■ Document:
Sunday, 8 June 2014

preamp - Common Emitter Amplifier Problem (Incredibly lower Gain than input, and Distorted)


I'm trying to create a common emitter amplifier to power a medium sized 8 ohm speaker as a learning experience using one NPN transistor specifically the PN2222A.


Here's the design schematic in LTspice. enter image description here



The arrow pointing to the 8 ohm resistor is the speaker that I'm using. I put it in the simulator so I can see how much current would be going through it. I run the simulation producing a 400hz sine wave. The results are a clipped sine wave current going from only 1.6mA to 3.2mA. Which is much smaller than what the input of 200mv could produce on its own.


enter image description here I removed the 8 ohm resistor and ground so I can check to see the voltage of Vout.


The results are normal. The gain is about 7x of the 200mv input.

(Location identification items)

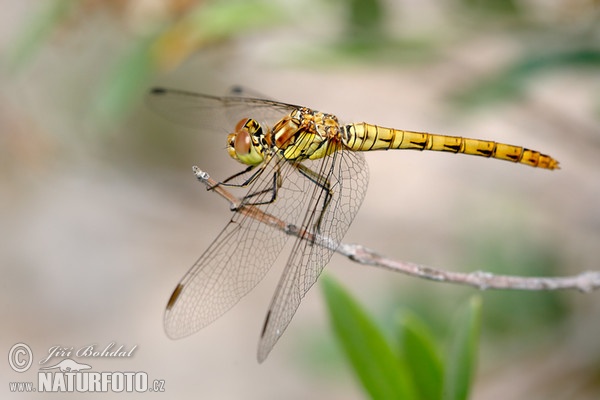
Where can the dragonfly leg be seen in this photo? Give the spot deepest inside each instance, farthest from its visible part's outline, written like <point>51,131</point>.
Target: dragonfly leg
<point>272,189</point>
<point>243,184</point>
<point>324,183</point>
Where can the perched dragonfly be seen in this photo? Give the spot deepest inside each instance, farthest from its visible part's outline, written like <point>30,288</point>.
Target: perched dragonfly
<point>303,167</point>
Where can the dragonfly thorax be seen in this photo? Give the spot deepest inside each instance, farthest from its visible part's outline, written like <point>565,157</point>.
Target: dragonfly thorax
<point>305,134</point>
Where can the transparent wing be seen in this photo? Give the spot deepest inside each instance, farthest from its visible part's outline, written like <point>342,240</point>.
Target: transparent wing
<point>242,253</point>
<point>233,264</point>
<point>347,175</point>
<point>202,111</point>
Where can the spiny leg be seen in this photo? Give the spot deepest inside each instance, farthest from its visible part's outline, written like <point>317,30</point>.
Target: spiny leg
<point>273,190</point>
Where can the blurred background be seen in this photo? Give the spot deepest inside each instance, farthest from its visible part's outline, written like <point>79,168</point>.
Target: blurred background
<point>101,215</point>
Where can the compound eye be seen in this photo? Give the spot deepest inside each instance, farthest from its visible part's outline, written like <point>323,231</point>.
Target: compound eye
<point>242,142</point>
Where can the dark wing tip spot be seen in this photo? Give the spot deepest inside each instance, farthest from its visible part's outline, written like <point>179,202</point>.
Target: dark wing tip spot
<point>158,90</point>
<point>174,296</point>
<point>262,334</point>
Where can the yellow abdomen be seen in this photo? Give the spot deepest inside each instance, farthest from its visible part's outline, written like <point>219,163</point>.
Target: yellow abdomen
<point>365,137</point>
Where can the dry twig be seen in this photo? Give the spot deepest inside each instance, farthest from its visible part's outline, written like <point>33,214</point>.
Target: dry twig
<point>584,282</point>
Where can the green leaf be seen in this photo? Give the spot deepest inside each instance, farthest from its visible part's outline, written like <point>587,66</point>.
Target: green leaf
<point>511,83</point>
<point>126,82</point>
<point>462,358</point>
<point>380,372</point>
<point>37,31</point>
<point>422,356</point>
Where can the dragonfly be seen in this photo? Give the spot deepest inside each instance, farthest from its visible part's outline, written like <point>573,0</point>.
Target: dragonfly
<point>301,166</point>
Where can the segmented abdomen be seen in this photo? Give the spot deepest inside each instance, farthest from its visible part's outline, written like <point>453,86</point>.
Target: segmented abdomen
<point>365,137</point>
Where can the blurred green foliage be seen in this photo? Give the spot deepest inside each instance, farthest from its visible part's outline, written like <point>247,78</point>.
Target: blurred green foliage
<point>414,368</point>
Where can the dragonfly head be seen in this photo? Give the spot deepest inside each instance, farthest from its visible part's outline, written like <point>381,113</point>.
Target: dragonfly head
<point>244,144</point>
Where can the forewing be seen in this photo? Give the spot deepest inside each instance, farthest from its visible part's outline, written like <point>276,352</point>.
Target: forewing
<point>220,114</point>
<point>231,266</point>
<point>240,256</point>
<point>348,177</point>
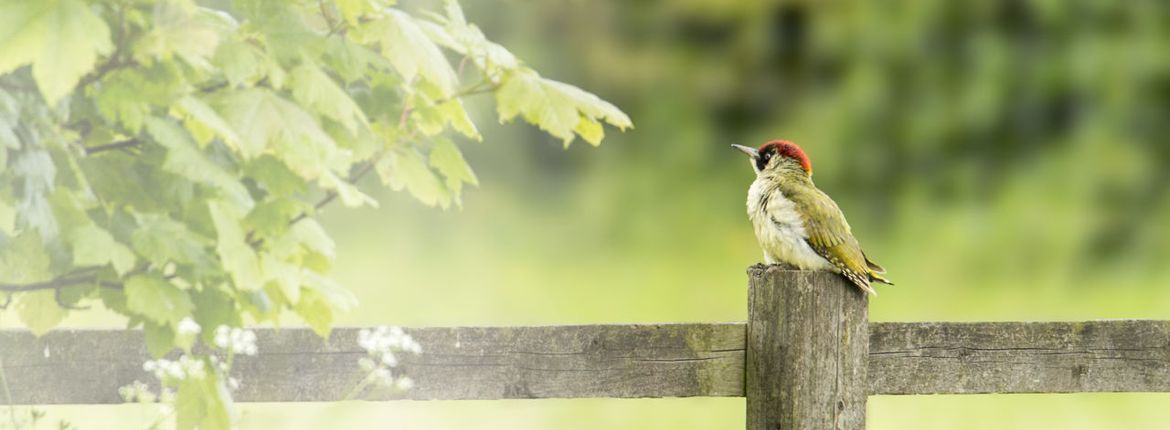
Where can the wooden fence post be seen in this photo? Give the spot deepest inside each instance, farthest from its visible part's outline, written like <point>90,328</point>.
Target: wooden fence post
<point>806,352</point>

■ Work to complete:
[1] According to the amplifier post, which specific NPN transistor is used in the design?
[2] Repeat the amplifier post word for word, from "I'm trying to" up to and including "on its own.".

■ Outputs by task:
[1] The PN2222A.

[2]
I'm trying to create a common emitter amplifier to power a medium sized 8 ohm speaker as a learning experience using one NPN transistor specifically the PN2222A.


Here's the design schematic in LTspice. enter image description here



The arrow pointing to the 8 ohm resistor is the speaker that I'm using. I put it in the simulator so I can see how much current would be going through it. I run the simulation producing a 400hz sine wave. The results are a clipped sine wave current going from only 1.6mA to 3.2mA. Which is much smaller than what the input of 200mv could produce on its own.